Required task
Count the lines of the records below that contain the string "acoustic", with case counting, and reply with only the number.

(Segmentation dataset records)
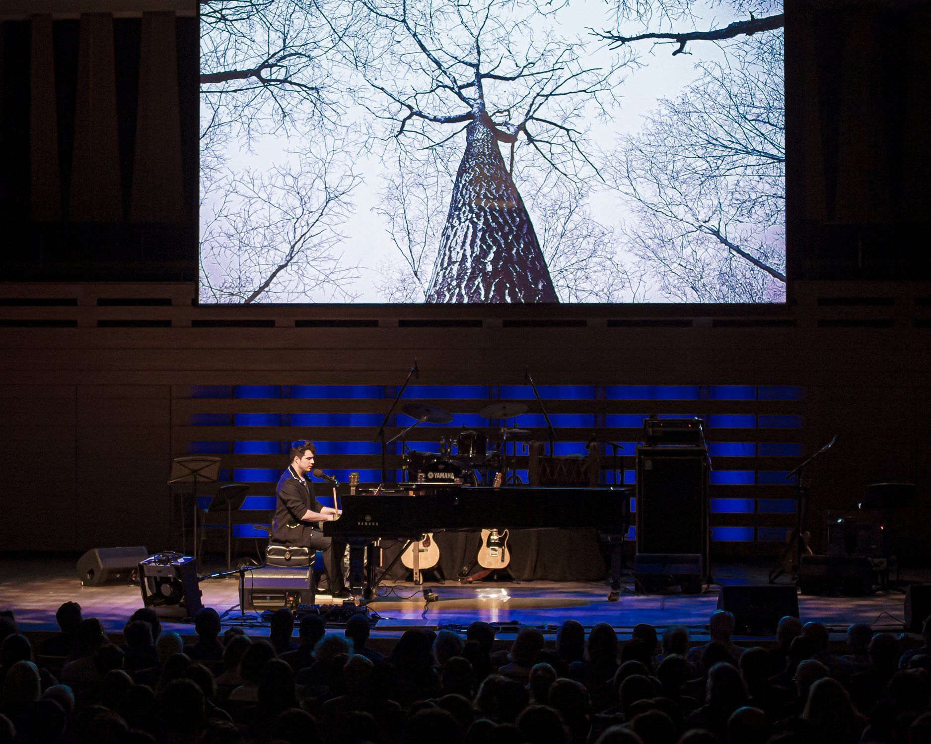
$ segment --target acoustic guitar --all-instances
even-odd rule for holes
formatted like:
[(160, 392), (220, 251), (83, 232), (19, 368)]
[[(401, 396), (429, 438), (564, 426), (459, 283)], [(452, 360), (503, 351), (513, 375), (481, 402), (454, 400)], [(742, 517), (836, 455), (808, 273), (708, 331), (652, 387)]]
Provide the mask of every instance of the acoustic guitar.
[[(501, 486), (502, 474), (494, 476), (493, 487)], [(481, 531), (481, 546), (479, 548), (479, 565), (482, 568), (506, 568), (511, 562), (511, 553), (507, 550), (507, 537), (510, 533), (506, 529), (483, 529)]]
[(423, 584), (424, 577), (420, 572), (439, 563), (439, 546), (434, 541), (433, 533), (421, 535), (419, 540), (412, 542), (401, 553), (401, 563), (413, 572), (413, 582)]

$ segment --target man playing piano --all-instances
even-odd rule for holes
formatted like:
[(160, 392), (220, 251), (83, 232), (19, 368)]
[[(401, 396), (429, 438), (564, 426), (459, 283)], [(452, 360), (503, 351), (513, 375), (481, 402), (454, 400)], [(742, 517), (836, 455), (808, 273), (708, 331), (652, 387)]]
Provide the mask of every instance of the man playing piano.
[[(334, 597), (348, 597), (343, 581), (343, 556), (346, 544), (327, 538), (320, 525), (331, 522), (339, 513), (320, 506), (314, 498), (314, 483), (307, 473), (314, 469), (317, 448), (313, 442), (295, 442), (290, 450), (290, 465), (282, 473), (277, 488), (277, 501), (272, 523), (272, 540), (281, 545), (299, 545), (323, 551), (323, 566)], [(319, 590), (321, 592), (324, 589)]]

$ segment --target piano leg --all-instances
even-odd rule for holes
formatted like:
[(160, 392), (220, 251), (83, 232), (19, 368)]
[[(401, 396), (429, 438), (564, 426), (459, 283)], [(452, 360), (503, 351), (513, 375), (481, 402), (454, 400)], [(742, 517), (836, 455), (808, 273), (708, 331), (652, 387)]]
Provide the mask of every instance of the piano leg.
[(611, 535), (608, 537), (608, 555), (611, 560), (611, 587), (608, 590), (608, 602), (617, 602), (621, 598), (621, 565), (624, 560), (624, 536)]
[(365, 596), (366, 591), (371, 592), (367, 586), (365, 574), (365, 549), (366, 542), (349, 543), (349, 593), (354, 597)]

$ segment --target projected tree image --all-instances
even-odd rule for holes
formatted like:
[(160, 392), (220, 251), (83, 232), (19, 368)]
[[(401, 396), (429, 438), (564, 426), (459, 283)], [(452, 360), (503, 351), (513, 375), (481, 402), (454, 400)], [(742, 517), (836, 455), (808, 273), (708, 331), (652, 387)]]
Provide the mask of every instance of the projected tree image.
[(202, 3), (201, 299), (781, 301), (781, 3)]

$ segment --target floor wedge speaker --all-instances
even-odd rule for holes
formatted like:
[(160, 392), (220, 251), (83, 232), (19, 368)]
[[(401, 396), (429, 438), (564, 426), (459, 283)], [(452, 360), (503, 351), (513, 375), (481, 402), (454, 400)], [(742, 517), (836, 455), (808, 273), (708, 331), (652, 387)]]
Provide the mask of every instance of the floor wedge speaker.
[(798, 591), (794, 586), (724, 586), (718, 609), (734, 616), (737, 635), (776, 635), (780, 619), (799, 617)]
[(127, 582), (133, 571), (144, 561), (149, 551), (143, 547), (94, 548), (77, 559), (77, 578), (81, 586), (99, 587), (103, 584)]

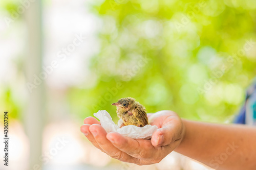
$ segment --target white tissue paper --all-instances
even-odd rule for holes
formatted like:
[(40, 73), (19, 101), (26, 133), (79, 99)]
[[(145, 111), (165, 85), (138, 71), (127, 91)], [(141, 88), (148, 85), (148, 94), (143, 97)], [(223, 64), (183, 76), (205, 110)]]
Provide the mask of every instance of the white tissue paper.
[[(116, 132), (134, 139), (150, 138), (153, 132), (157, 129), (156, 126), (150, 125), (146, 125), (142, 128), (134, 125), (127, 125), (120, 128), (119, 126), (115, 124), (110, 114), (105, 110), (99, 110), (97, 113), (93, 115), (99, 119), (101, 126), (107, 133)], [(122, 120), (120, 119), (118, 122), (119, 125), (122, 123), (120, 121)]]

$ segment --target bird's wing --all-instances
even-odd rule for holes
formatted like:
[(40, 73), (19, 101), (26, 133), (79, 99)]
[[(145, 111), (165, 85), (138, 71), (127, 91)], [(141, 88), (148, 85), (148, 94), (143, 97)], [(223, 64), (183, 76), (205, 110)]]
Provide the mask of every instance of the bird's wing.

Solution to the exercise
2